Find each line below that contains the word "queried", and copy every such line in full.

_DATASET ROWS_

====

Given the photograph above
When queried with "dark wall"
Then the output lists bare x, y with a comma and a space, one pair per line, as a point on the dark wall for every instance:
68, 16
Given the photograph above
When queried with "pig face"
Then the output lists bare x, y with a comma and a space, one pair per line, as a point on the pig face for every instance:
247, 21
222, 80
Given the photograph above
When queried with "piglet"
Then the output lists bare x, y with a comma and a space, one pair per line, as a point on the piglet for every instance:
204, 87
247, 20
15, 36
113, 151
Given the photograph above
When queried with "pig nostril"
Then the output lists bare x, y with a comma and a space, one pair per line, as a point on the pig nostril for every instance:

====

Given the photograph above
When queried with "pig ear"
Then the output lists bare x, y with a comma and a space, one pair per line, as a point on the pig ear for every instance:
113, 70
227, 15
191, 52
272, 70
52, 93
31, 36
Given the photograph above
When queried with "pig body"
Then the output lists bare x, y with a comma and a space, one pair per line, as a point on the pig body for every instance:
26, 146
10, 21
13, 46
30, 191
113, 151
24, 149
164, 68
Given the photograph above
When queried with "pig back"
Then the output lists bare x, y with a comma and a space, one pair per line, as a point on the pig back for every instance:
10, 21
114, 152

====

_RESULT FOR THIS TASK_
When queried with "dark wall"
When queried with "pig face"
When queried with "piglet"
When queried with "pig nostril"
When queried with "pig ear"
When queried with "pig body"
When queried with "pig back"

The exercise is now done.